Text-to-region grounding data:
.....

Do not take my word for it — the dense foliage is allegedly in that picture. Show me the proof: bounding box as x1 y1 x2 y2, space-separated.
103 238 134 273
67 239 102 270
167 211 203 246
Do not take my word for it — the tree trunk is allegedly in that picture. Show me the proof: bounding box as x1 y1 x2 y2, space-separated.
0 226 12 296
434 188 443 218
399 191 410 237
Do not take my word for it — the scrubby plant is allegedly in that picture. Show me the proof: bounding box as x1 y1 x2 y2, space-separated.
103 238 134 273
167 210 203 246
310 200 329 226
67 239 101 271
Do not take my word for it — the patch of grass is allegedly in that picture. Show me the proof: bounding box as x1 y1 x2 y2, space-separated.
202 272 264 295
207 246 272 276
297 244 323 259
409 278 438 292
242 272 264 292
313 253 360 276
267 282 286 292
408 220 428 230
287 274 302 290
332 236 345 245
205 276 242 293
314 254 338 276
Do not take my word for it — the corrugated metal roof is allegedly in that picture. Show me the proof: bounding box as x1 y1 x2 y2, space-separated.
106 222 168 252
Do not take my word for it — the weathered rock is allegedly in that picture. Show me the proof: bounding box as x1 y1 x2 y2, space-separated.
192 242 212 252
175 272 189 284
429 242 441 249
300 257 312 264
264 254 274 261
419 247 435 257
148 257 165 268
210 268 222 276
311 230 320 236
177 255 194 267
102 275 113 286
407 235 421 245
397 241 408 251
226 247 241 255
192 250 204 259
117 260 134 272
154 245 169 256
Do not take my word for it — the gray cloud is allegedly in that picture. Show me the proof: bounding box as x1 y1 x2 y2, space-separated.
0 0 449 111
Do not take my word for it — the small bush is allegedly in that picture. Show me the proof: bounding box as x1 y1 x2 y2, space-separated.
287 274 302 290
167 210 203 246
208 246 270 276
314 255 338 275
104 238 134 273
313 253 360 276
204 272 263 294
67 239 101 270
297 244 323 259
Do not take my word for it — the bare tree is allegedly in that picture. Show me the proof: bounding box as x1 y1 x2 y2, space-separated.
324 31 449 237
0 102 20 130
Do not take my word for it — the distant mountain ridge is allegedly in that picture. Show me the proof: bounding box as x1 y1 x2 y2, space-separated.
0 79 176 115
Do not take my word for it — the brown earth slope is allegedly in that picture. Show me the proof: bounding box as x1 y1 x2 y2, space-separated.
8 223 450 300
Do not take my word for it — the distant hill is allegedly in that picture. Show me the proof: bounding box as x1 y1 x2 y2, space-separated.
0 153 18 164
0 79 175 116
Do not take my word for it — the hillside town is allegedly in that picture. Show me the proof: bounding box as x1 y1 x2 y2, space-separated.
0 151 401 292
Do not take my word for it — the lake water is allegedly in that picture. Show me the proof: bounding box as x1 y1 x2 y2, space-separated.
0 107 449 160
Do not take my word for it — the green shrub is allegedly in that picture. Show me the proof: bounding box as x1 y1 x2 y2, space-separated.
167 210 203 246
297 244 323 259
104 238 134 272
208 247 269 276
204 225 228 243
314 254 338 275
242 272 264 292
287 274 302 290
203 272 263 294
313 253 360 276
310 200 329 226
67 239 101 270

.....

Your goal: Output, and output only, the lines from the one containing "Do not take my word for it — the lake" through the last line of the data above.

Answer for this exercise:
Do not take my word for it — the lake water is allegedly in that picture. Show me the proof: bounding box as x1 y1 x2 y2, space-separated.
0 107 449 160
Do not take my word for it — the green shrub is allegedly in that picture. Show me the proof: bounding box as x1 y1 x2 y2, space-separated.
167 210 203 246
297 244 323 259
104 238 134 272
208 247 269 276
204 225 228 243
314 254 338 275
242 272 264 292
287 274 302 290
203 272 263 294
313 253 360 276
310 200 329 226
67 239 101 270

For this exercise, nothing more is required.